§ Information given
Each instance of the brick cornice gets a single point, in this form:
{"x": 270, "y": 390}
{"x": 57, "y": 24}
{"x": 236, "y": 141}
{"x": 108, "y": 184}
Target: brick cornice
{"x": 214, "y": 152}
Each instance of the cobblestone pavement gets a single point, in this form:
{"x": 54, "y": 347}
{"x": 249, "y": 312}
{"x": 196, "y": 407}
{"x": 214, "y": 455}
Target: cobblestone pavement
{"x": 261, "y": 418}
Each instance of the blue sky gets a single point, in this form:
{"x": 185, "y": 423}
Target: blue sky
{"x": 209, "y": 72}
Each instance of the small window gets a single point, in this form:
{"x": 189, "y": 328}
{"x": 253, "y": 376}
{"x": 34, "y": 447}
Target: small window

§ Prompt
Exactly and only the lines from the line containing "Each instance of the cobblestone" through the last line of the entries should be copied, both ends included.

§ Completed exercise
Each instance of the cobblestone pavement gets a single point, in this form:
{"x": 54, "y": 347}
{"x": 249, "y": 312}
{"x": 196, "y": 407}
{"x": 214, "y": 455}
Target: cobblestone pavement
{"x": 261, "y": 418}
Each instance of the blue sky gets a single point, in this form:
{"x": 185, "y": 423}
Target: blue sky
{"x": 209, "y": 72}
Each instance of the small window gets a single point, in this form:
{"x": 189, "y": 328}
{"x": 253, "y": 376}
{"x": 34, "y": 447}
Target: small window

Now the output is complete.